● **Requirements**
Write out the rows below without any changes, from the line with "Outline the wooden seawall" to the line with "759,206 -> 776,259", including both of those lines.

(Saved data rows)
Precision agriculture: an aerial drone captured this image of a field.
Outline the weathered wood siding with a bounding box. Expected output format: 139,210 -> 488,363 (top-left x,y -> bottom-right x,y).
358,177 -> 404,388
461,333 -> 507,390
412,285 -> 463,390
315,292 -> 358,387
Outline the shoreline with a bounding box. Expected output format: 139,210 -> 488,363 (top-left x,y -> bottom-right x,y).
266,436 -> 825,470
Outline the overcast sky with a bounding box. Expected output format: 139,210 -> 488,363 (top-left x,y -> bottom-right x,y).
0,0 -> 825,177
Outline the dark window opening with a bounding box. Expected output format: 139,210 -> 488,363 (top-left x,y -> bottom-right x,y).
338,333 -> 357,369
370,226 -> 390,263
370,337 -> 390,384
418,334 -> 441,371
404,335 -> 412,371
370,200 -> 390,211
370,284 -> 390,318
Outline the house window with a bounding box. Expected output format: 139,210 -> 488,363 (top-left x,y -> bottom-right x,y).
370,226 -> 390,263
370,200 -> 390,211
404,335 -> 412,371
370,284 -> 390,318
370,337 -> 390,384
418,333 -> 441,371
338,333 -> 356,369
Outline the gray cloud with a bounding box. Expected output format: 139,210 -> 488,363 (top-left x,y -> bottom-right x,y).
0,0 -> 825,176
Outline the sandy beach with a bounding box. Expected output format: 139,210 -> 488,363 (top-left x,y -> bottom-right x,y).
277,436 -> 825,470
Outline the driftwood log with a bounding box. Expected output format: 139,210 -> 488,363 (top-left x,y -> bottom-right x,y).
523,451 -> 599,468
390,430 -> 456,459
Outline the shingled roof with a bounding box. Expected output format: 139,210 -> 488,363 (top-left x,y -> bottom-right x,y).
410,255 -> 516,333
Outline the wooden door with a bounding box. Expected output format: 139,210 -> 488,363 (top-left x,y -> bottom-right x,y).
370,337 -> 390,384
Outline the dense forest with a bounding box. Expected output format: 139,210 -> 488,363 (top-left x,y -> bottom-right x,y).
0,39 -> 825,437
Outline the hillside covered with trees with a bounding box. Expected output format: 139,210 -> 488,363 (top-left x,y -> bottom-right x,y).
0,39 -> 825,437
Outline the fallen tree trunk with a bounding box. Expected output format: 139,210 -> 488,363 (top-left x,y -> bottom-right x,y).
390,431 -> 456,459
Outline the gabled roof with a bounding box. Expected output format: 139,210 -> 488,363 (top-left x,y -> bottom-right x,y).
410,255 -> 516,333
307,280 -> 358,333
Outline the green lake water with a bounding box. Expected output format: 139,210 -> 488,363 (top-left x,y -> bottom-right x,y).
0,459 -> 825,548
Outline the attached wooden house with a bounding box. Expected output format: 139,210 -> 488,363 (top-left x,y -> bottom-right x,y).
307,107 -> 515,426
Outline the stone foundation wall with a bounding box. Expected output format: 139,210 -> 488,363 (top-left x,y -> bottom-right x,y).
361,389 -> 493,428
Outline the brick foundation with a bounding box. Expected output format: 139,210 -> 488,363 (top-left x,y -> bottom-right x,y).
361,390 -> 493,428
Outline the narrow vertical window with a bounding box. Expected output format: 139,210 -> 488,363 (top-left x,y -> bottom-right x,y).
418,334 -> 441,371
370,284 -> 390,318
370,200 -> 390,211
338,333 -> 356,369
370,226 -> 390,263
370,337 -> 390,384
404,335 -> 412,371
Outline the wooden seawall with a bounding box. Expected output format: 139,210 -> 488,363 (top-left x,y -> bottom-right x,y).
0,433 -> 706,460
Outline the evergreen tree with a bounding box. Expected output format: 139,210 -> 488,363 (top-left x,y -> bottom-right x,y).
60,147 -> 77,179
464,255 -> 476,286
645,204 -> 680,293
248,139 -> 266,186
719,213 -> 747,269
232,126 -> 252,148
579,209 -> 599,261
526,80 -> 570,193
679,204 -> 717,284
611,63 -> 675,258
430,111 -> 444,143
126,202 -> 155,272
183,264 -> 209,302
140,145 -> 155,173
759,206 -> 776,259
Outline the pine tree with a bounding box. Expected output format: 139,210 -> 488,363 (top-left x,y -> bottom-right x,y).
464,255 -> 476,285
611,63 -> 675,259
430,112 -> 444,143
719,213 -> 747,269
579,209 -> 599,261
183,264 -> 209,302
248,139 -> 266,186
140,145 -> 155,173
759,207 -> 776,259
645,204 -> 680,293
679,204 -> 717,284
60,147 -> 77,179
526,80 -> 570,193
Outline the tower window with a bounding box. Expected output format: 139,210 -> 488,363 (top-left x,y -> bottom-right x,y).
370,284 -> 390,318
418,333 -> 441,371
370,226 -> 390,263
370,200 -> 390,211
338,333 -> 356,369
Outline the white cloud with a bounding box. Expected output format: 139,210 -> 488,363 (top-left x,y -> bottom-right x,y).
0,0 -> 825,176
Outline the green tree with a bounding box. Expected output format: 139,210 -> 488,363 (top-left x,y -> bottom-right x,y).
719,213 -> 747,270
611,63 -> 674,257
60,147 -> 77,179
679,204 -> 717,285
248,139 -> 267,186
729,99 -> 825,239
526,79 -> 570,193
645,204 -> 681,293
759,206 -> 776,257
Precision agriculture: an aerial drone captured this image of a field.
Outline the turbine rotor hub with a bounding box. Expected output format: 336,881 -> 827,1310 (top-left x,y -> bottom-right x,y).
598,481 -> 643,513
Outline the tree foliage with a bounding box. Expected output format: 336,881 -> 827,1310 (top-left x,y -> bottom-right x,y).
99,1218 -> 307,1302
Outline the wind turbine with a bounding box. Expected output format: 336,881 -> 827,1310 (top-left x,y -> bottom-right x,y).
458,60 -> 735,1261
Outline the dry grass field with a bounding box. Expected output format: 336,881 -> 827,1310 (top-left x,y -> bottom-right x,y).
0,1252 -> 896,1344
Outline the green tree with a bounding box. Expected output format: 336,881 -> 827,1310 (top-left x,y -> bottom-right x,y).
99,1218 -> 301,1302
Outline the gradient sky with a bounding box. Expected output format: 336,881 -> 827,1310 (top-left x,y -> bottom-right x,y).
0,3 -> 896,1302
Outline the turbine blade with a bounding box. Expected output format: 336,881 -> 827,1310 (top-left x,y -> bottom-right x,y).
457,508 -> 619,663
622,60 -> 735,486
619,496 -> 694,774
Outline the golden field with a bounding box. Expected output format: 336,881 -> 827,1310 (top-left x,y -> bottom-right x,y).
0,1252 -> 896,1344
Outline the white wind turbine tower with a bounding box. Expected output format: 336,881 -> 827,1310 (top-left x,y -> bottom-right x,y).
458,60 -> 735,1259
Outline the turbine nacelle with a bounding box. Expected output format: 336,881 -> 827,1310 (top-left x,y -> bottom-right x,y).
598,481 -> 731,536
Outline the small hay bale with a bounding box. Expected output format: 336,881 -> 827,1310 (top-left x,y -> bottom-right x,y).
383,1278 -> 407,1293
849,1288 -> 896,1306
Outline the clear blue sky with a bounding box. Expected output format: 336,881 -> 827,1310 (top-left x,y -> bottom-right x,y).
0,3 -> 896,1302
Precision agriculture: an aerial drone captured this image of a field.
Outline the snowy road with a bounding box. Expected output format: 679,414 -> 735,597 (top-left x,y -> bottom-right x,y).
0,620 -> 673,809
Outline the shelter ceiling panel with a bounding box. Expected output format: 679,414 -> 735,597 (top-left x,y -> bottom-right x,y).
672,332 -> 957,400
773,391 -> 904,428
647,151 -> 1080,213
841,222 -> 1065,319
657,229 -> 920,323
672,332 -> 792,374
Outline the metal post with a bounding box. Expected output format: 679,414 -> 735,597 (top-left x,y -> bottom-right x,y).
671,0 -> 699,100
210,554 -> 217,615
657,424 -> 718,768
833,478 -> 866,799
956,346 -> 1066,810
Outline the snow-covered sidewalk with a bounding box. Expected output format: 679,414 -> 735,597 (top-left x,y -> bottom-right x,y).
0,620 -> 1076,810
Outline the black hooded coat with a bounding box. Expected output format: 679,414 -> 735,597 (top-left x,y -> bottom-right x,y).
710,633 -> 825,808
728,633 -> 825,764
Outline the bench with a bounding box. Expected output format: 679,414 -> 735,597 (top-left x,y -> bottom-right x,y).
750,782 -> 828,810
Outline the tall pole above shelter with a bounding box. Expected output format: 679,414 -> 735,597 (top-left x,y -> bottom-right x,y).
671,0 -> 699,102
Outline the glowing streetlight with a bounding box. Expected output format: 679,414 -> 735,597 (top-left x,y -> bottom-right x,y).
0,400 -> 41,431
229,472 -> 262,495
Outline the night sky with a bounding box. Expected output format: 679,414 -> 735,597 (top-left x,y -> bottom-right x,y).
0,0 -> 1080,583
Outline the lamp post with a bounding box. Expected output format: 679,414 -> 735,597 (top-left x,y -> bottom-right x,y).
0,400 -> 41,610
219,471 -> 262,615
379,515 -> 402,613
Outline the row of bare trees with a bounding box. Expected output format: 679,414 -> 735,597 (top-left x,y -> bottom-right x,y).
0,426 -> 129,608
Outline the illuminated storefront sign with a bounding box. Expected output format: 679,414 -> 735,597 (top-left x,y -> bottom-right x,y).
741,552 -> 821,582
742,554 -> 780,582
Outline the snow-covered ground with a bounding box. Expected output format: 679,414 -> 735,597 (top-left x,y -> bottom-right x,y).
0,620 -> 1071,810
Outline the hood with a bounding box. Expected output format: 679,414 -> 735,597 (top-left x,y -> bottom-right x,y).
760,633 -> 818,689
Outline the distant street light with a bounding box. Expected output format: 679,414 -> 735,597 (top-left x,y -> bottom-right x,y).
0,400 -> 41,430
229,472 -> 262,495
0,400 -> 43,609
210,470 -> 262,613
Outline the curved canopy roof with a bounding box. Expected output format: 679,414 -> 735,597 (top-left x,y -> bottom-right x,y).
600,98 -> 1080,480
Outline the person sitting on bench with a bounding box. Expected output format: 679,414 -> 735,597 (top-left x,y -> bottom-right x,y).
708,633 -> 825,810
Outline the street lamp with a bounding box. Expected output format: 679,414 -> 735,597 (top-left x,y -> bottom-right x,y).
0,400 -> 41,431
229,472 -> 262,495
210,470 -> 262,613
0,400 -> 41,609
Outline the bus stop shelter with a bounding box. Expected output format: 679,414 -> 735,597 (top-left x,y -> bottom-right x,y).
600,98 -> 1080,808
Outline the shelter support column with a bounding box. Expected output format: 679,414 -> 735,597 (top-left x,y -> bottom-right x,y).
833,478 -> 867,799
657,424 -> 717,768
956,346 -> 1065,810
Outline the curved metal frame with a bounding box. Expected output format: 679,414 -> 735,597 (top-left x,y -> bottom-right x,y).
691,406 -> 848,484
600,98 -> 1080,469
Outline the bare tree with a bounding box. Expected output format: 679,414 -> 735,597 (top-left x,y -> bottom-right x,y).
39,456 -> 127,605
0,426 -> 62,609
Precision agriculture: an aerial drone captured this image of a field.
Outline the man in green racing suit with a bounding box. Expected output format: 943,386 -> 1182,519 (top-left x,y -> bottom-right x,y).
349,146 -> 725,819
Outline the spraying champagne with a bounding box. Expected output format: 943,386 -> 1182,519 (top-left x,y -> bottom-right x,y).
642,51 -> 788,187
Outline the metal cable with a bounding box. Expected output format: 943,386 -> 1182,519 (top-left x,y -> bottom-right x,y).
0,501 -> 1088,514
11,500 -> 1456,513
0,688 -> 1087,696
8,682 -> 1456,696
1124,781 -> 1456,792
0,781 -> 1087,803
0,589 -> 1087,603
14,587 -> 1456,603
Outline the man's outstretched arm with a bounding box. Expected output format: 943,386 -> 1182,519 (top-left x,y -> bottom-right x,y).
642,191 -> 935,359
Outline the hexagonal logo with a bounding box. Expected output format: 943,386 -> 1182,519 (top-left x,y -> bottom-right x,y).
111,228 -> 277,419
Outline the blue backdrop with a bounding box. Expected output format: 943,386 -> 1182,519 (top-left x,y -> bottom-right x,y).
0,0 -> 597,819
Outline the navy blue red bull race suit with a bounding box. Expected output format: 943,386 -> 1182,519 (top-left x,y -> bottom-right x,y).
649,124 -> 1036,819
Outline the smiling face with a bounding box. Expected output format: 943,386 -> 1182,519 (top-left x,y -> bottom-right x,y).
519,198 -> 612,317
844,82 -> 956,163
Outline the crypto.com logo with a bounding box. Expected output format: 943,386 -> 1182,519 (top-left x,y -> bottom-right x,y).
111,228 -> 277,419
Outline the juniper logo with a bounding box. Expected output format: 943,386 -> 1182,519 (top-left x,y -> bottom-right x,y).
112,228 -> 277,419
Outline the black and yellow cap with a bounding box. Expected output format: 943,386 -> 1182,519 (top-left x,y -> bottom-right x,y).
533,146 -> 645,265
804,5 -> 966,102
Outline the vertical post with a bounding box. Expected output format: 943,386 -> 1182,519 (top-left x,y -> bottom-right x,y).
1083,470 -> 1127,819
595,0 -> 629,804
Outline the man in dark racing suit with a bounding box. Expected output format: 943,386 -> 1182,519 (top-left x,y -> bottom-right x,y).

● **The response**
Outline the wooden seawall with a bounding box. Expected output format: 139,210 -> 488,363 (top-left x,y -> bottom-right x,y).
0,433 -> 706,460
Outline the evergreen tree with a bounding box. Expected output format: 139,210 -> 488,363 (top-left x,y -> bottom-right x,y).
60,147 -> 77,179
464,255 -> 476,286
645,204 -> 680,293
248,139 -> 266,186
719,213 -> 747,269
232,126 -> 252,148
579,209 -> 599,261
526,80 -> 570,193
679,204 -> 717,284
611,63 -> 675,258
430,111 -> 444,143
126,202 -> 155,272
183,264 -> 209,302
140,145 -> 155,173
759,206 -> 776,259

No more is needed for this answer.